• PASSAGE PROVIDED:
In the roberta paper, the model is trained by dynamic masking of sentences.
If a roberta model is further pre-trained using the
run_mlm.py , is the sentences going to be dynamically masked during pre-training using this file or is it statically masked like vanilla BERT?
The script is found here
Thats actually cool
Have an awesome day Neils!
I have one small question,
What does the checkpoint folders that are created during the pre training. There folders are eating up my har drive space during training large text files(or when i was pre training line by line).
Hey I don’t quite understand what is being said in the discussion linked by @nielsr
Can someone please confirm the claim and explain it?
They are talking about dynamic masking that was mentioned in the RoBERTa paper. The original BERT paper did not use dynamic masking, but rather static masking meaning they masked all sentences before training and used those same masks across multiple epochs. Dynamic masking is better because it masks sentences during training, meaning that each epoch would have different masks. Since the masks are different each time, the learning is more challenging and thus converges slower than the original BERT approach.
All masked language models (including BertModel) implementations on Huggingface use Data Collators to mask sentences. Collators are inherently dynamic because they are applied during training. If you want to use static masking then you will have to code that yourself.
I hope that clarifies it for you.
Thanks for the explanaton! I still don’t quite get the part where the paper says each sentence is duplicated 10 times and passed into the masking function though. The DataCollator does not do that right?
It is explained in the Roberta paper, section 4.1 static vs dynamic masking. So basically they duplicated their corpus 10 times and masked each sentence in it. That way every sentence gets new masks. They did so over 40 epochs (duplicated corpus 10 * 4), so each sentence with the same masks is trained 4 times.
As for the DataCollator class (DataCollatorForLanguageModeling), you have to understand that their code doesn’t follow the original papers. The collator masks a batch of sentences in real-time. So no duplication, but still dynamic masking. The only difference is that the masks might be different each epoch across many epochs. Also, at least in the case of the torch implementation, masking is done on the batch, and not on each sentence, which means that sometimes sentences might have no masks whatsoever, and some other times sentences might end up with more than 15% masks. Took me a while to figure that out…
Thanks a lot for your reply. Really helped clear things up

• RECORDS:

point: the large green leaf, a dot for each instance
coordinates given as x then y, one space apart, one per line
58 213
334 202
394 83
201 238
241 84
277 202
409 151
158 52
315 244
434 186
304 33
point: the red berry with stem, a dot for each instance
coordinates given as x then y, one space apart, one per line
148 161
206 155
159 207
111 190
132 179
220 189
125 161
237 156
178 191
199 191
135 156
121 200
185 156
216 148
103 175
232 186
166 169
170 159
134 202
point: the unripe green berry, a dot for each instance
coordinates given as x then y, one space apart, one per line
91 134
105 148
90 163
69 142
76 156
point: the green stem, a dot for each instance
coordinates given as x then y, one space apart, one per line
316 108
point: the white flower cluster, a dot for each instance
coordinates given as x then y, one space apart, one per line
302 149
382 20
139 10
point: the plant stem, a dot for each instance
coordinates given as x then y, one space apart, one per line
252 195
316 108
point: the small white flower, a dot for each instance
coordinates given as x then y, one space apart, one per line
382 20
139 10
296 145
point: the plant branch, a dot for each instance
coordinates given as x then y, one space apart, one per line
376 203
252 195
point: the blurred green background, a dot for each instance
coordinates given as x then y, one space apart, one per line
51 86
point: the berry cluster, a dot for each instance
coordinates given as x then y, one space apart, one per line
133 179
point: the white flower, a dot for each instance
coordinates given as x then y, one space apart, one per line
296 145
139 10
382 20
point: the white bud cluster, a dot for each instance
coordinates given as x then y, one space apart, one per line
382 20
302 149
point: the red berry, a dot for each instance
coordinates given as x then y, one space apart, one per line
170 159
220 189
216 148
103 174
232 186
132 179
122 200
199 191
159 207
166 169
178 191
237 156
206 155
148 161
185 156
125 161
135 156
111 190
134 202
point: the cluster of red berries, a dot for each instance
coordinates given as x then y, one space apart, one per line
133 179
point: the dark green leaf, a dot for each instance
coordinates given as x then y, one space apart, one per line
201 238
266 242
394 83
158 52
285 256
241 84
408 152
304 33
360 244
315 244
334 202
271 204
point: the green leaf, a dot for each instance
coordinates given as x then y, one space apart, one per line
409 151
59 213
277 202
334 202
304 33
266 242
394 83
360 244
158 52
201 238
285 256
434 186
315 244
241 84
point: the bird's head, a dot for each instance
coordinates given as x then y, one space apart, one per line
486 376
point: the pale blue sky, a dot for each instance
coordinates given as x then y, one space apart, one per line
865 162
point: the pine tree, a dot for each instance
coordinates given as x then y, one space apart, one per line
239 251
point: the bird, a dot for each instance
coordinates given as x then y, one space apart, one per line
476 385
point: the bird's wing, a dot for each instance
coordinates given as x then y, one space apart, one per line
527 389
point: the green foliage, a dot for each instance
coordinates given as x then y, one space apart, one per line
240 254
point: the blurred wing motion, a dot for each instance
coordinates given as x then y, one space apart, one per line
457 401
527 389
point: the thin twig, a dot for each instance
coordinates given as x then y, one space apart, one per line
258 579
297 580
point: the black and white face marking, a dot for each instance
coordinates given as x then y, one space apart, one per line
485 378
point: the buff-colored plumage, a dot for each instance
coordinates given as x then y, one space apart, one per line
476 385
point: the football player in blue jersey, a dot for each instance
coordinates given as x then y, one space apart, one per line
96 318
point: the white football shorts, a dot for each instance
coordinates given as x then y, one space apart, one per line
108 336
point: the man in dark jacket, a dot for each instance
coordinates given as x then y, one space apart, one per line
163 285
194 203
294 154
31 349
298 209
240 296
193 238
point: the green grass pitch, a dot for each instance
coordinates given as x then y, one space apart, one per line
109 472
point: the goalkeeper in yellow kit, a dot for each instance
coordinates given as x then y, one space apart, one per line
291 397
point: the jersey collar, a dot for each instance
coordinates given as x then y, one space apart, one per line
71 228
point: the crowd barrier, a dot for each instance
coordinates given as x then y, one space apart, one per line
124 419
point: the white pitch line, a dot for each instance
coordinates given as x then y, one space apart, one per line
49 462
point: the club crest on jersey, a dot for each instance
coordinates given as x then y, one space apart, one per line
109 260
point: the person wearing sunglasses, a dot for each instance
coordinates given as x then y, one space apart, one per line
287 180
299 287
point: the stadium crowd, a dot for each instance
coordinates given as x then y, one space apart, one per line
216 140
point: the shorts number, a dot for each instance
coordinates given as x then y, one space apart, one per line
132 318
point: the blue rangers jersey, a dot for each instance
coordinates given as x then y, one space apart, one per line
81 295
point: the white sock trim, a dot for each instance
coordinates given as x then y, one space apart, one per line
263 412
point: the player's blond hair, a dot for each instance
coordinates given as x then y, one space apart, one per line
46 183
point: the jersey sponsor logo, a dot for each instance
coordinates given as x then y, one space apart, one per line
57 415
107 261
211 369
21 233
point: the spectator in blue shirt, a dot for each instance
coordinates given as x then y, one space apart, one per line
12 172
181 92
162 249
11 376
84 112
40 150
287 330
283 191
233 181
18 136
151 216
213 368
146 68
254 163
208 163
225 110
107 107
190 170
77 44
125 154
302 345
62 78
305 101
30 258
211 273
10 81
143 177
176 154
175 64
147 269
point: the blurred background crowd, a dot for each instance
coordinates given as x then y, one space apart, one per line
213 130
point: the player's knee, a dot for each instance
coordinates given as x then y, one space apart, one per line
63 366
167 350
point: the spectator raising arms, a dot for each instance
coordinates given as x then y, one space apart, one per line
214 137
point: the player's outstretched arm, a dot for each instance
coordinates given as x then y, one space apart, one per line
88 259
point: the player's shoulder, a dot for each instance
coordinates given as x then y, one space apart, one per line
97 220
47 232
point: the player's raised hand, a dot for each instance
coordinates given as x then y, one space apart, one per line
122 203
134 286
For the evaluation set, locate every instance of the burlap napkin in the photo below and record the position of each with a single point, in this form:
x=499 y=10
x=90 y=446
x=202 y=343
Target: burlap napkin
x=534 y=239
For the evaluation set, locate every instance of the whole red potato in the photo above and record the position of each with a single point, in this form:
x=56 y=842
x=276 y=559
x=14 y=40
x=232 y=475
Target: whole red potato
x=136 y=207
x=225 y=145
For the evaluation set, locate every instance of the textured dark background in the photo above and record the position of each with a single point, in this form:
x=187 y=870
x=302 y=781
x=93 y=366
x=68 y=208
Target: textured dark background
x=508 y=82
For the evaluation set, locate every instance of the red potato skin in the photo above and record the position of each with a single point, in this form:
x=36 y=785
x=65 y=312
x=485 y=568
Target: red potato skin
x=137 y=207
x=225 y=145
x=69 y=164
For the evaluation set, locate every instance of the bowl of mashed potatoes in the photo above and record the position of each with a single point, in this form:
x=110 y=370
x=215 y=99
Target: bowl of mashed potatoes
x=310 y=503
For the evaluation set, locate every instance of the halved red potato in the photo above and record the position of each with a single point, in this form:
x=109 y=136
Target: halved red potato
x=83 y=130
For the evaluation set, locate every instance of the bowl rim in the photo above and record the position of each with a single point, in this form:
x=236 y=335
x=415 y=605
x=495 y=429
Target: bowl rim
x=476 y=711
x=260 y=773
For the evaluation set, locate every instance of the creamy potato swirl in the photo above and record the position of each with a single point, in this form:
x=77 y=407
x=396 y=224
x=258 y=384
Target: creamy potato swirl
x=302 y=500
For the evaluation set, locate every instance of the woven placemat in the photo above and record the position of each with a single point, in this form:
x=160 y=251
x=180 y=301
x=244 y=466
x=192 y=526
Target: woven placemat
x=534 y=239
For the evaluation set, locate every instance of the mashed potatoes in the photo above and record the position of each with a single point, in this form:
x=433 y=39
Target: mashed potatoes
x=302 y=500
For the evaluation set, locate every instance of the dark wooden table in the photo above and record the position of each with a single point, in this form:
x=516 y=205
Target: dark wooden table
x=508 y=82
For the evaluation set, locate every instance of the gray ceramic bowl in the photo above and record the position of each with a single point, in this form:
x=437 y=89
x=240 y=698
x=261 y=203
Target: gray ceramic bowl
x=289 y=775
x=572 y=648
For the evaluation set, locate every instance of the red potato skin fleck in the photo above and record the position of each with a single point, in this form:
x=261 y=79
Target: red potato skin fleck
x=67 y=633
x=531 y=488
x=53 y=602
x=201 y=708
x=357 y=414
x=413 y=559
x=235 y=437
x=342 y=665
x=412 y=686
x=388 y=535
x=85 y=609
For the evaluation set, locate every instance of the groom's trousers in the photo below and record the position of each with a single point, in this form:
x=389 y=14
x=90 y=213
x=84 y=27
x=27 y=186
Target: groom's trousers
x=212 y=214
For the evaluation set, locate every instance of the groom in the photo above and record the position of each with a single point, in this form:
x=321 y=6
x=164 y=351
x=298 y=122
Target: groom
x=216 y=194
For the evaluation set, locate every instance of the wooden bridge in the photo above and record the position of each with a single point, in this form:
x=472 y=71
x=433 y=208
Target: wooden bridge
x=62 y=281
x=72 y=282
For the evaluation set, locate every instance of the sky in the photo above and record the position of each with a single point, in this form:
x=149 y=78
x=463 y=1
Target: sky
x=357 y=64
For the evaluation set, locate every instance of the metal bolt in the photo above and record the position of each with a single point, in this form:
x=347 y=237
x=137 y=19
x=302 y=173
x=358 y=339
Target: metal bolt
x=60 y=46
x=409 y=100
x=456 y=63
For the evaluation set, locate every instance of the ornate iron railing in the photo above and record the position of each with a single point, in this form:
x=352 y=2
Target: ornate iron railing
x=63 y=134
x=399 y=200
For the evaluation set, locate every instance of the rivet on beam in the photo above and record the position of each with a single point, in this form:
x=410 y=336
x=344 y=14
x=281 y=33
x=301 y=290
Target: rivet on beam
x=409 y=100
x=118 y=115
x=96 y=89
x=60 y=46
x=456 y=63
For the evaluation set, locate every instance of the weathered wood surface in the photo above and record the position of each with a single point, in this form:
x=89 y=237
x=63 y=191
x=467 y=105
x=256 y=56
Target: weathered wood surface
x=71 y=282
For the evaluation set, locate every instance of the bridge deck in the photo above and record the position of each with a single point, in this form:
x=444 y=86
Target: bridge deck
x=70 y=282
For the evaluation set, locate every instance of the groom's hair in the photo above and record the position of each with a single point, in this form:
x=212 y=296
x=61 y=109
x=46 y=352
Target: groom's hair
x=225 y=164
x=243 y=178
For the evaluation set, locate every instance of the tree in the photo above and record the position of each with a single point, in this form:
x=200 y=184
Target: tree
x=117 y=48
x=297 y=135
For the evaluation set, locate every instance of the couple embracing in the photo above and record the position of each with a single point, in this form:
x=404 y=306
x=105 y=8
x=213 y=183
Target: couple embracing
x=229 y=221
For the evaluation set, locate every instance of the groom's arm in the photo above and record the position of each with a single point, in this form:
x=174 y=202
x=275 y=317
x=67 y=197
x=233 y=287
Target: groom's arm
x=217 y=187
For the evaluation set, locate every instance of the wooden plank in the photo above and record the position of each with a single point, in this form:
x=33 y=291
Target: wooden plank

• GIVEN EXERCISE:
Reproduce the forum thread above on dynamic masking in RoBERTa in full, word for word.

• TASK RESPONSE:
In the roberta paper, the model is trained by dynamic masking of sentences.
If a roberta model is further pre-trained using the
run_mlm.py , is the sentences going to be dynamically masked during pre-training using this file or is it statically masked like vanilla BERT?
The script is found here
Thats actually cool
Have an awesome day Neils!
I have one small question,
What does the checkpoint folders that are created during the pre training. There folders are eating up my har drive space during training large text files(or when i was pre training line by line).
Hey I don’t quite understand what is being said in the discussion linked by @nielsr
Can someone please confirm the claim and explain it?
They are talking about dynamic masking that was mentioned in the RoBERTa paper. The original BERT paper did not use dynamic masking, but rather static masking meaning they masked all sentences before training and used those same masks across multiple epochs. Dynamic masking is better because it masks sentences during training, meaning that each epoch would have different masks. Since the masks are different each time, the learning is more challenging and thus converges slower than the original BERT approach.
All masked language models (including BertModel) implementations on Huggingface use Data Collators to mask sentences. Collators are inherently dynamic because they are applied during training. If you want to use static masking then you will have to code that yourself.
I hope that clarifies it for you.
Thanks for the explanaton! I still don’t quite get the part where the paper says each sentence is duplicated 10 times and passed into the masking function though. The DataCollator does not do that right?
It is explained in the Roberta paper, section 4.1 static vs dynamic masking. So basically they duplicated their corpus 10 times and masked each sentence in it. That way every sentence gets new masks. They did so over 40 epochs (duplicated corpus 10 * 4), so each sentence with the same masks is trained 4 times.
As for the DataCollator class (DataCollatorForLanguageModeling), you have to understand that their code doesn’t follow the original papers. The collator masks a batch of sentences in real-time. So no duplication, but still dynamic masking. The only difference is that the masks might be different each epoch across many epochs. Also, at least in the case of the torch implementation, masking is done on the batch, and not on each sentence, which means that sometimes sentences might have no masks whatsoever, and some other times sentences might end up with more than 15% masks. Took me a while to figure that out…
Thanks a lot for your reply. Really helped clear things up